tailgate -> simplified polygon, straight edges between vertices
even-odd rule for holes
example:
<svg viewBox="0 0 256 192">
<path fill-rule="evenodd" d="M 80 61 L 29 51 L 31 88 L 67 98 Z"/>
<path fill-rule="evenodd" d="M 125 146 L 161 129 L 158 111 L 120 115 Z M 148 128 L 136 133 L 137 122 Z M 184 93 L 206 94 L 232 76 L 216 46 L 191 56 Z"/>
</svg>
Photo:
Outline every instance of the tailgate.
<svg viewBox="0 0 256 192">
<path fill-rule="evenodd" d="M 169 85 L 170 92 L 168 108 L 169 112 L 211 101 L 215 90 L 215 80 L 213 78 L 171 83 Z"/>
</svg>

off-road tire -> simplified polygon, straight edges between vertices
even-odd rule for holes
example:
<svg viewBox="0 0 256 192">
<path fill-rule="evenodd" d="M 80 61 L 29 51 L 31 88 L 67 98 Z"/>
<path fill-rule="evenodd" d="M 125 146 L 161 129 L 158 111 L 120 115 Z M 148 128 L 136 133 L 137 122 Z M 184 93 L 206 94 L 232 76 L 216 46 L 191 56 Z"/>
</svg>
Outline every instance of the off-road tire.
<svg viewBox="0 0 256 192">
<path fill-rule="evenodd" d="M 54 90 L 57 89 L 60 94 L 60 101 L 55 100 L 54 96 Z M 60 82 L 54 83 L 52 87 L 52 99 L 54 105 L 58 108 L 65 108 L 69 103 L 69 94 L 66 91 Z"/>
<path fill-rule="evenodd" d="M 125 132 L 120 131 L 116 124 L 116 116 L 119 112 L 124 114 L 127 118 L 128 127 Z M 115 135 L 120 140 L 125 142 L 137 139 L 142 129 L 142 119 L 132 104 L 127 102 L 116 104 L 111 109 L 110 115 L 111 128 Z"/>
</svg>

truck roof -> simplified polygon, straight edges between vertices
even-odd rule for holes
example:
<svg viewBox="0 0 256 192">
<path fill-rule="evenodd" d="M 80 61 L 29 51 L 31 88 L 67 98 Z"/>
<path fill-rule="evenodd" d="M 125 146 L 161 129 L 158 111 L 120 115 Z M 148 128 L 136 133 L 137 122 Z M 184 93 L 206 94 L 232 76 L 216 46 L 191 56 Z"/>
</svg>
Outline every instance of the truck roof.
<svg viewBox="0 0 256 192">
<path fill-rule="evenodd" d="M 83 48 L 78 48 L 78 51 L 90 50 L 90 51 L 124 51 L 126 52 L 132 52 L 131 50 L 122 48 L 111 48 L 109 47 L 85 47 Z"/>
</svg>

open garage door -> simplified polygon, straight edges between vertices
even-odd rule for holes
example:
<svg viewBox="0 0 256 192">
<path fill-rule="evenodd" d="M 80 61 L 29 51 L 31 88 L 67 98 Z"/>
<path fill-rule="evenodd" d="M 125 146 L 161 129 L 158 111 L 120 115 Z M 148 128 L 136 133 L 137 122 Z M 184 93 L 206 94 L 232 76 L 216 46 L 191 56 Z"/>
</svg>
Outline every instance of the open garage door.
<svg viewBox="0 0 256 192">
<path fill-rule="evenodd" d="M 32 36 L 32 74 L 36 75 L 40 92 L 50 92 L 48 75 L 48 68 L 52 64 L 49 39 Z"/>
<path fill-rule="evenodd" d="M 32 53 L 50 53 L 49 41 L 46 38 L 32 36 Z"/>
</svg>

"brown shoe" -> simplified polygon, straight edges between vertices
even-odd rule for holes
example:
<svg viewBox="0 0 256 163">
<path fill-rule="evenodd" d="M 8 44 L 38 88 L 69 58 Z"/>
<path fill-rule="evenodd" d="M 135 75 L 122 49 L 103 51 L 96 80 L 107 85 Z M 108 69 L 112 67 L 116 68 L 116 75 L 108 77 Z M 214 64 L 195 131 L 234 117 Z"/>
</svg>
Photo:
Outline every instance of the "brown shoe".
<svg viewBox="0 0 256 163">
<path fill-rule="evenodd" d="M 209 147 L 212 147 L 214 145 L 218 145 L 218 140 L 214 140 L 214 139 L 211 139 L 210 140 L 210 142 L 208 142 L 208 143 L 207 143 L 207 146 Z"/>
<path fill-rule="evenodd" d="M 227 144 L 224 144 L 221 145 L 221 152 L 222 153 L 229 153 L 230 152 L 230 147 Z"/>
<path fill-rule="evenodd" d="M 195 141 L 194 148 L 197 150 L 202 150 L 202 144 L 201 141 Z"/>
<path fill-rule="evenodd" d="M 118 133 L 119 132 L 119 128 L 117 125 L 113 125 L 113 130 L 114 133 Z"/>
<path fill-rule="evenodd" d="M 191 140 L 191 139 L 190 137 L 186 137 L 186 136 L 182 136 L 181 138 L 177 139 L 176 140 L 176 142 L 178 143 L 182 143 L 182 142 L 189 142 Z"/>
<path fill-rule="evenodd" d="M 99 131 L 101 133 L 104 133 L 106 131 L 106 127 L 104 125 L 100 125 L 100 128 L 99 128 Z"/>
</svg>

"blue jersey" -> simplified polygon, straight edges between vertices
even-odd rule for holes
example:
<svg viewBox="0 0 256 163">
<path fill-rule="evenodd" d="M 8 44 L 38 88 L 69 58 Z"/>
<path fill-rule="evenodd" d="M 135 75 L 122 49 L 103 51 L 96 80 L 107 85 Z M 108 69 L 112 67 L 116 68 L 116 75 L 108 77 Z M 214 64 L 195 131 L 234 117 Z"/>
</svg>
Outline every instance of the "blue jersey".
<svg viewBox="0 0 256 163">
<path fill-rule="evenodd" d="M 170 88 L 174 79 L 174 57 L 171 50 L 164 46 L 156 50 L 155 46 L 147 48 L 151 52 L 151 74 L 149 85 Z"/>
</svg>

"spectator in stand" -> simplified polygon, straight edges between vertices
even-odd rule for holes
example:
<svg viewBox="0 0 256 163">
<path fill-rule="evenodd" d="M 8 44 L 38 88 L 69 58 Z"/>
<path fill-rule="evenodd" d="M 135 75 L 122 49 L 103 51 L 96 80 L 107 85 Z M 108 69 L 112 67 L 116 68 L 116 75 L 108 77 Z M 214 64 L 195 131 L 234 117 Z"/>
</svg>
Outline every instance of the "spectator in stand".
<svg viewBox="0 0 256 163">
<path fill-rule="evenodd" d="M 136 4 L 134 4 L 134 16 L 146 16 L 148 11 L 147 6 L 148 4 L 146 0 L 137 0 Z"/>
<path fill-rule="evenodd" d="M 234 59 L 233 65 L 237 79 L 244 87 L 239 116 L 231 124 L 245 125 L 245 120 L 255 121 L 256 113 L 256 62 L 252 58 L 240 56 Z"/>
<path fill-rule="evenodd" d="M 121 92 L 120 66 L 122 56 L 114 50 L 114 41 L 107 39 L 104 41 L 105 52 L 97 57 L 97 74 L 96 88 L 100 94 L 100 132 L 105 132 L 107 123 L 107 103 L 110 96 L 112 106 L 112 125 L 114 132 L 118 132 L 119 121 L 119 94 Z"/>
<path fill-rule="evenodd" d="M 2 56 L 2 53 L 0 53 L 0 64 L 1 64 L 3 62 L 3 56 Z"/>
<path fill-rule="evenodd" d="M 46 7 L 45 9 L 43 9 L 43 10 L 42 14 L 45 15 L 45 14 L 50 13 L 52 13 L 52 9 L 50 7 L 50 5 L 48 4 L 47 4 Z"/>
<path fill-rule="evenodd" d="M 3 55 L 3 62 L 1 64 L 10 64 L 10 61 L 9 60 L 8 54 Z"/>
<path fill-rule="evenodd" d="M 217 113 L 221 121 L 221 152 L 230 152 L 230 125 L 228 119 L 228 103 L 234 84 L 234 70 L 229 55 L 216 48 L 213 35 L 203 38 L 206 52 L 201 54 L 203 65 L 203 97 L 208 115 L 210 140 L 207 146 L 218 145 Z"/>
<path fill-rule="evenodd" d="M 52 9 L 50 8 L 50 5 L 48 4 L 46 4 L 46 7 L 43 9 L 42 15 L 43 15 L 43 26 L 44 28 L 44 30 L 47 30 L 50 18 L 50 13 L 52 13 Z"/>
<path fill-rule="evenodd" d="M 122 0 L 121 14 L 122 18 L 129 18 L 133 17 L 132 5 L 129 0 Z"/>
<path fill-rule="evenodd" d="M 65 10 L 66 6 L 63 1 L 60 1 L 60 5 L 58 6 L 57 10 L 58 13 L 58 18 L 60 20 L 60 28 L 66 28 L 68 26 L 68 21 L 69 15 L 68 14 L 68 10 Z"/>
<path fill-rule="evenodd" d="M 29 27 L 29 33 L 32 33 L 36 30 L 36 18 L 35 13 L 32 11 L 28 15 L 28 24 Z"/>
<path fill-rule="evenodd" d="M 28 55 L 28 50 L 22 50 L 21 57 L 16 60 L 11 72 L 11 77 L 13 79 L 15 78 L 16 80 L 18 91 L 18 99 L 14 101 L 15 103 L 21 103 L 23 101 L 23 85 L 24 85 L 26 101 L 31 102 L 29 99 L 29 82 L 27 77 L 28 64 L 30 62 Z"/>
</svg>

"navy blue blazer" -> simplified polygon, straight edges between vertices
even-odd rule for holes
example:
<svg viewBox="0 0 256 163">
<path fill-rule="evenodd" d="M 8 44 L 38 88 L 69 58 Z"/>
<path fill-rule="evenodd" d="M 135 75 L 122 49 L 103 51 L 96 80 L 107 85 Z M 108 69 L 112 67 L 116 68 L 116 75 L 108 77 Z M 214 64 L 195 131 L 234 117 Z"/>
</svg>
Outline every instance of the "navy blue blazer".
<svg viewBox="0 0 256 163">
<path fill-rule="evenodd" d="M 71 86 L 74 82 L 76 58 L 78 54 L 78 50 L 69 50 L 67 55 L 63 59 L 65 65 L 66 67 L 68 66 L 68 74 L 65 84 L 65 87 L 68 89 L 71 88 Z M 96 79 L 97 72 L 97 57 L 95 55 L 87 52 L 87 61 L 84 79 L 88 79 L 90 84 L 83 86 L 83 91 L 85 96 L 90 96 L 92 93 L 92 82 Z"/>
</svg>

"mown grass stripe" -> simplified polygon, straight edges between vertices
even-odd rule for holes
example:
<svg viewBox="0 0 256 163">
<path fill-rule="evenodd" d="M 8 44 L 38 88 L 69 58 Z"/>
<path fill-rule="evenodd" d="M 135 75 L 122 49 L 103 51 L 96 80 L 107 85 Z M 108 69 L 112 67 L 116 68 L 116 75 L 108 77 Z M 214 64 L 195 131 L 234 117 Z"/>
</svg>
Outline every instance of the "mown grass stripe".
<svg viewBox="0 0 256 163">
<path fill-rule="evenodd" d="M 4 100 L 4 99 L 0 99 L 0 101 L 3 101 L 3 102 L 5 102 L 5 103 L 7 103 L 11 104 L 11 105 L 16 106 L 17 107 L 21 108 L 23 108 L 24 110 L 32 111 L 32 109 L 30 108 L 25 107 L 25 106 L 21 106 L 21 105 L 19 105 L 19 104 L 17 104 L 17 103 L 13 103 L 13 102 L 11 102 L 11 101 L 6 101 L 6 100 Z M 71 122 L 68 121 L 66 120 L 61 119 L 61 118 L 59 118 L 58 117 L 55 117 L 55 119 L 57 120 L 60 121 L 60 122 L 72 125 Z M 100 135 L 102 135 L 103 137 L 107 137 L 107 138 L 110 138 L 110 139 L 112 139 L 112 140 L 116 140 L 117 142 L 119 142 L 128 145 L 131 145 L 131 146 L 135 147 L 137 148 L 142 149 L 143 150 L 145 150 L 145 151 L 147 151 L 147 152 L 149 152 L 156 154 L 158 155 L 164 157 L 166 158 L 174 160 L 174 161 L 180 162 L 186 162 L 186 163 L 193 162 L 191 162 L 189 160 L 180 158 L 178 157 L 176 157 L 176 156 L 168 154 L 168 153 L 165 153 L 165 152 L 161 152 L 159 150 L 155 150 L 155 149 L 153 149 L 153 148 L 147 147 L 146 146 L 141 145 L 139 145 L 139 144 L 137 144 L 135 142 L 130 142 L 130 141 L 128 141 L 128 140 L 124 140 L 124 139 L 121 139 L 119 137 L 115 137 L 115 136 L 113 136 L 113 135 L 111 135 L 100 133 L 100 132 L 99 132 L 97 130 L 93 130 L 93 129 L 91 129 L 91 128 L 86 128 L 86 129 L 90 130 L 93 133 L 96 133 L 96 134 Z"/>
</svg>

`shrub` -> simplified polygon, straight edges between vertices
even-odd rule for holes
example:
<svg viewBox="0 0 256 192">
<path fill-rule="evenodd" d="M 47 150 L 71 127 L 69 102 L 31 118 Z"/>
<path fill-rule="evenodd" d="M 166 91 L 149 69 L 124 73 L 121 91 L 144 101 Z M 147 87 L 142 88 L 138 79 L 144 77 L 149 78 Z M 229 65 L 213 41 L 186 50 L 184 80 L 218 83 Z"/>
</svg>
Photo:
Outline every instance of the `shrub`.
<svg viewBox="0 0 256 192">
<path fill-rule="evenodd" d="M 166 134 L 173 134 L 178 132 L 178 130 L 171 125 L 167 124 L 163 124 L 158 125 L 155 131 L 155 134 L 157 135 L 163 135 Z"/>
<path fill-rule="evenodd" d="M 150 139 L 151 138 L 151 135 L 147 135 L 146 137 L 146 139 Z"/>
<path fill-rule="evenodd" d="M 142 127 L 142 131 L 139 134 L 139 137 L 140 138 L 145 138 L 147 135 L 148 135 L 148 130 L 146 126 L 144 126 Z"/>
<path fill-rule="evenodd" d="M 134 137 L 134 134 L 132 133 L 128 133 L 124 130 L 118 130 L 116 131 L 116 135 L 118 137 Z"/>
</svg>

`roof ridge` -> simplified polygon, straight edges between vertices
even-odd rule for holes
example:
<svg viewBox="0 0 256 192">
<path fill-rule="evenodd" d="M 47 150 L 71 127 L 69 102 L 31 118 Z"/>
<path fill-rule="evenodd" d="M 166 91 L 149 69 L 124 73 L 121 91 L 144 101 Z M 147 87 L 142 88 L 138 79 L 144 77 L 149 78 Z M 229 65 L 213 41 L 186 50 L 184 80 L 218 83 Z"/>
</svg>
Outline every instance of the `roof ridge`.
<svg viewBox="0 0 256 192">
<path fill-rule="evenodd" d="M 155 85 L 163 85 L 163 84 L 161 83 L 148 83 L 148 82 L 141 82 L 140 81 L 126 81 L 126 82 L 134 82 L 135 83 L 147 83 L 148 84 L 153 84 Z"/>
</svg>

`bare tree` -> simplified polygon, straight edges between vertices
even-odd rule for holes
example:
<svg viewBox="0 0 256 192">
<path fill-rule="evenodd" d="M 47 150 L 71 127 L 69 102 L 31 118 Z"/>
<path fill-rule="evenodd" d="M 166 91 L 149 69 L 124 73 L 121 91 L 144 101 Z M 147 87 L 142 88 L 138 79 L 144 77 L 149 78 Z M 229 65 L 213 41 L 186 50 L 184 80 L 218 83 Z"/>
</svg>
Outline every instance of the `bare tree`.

**STATED EXERCISE:**
Arrange the lines from the start of the entries through the line containing "Outline every instance of the tailgate." as a Markdown table with the columns Row and Entry text. Number each line in order and leave out any blank lines.

**FINAL RESULT:**
| Row | Entry text |
|---|---|
| 1 | tailgate -> simplified polygon, straight edges between vertices |
| 2 | even-odd rule for holes |
| 3 | example: |
| 4 | <svg viewBox="0 0 256 192"> |
| 5 | <path fill-rule="evenodd" d="M 80 61 L 29 51 L 31 88 L 67 98 Z"/> |
| 6 | <path fill-rule="evenodd" d="M 125 146 L 161 129 L 158 111 L 120 115 Z M 148 128 L 136 133 L 137 122 Z M 184 93 L 206 94 L 232 76 L 216 46 L 191 56 Z"/> |
| 7 | </svg> |
| 8 | Photo: |
| 9 | Outline every instance of the tailgate. |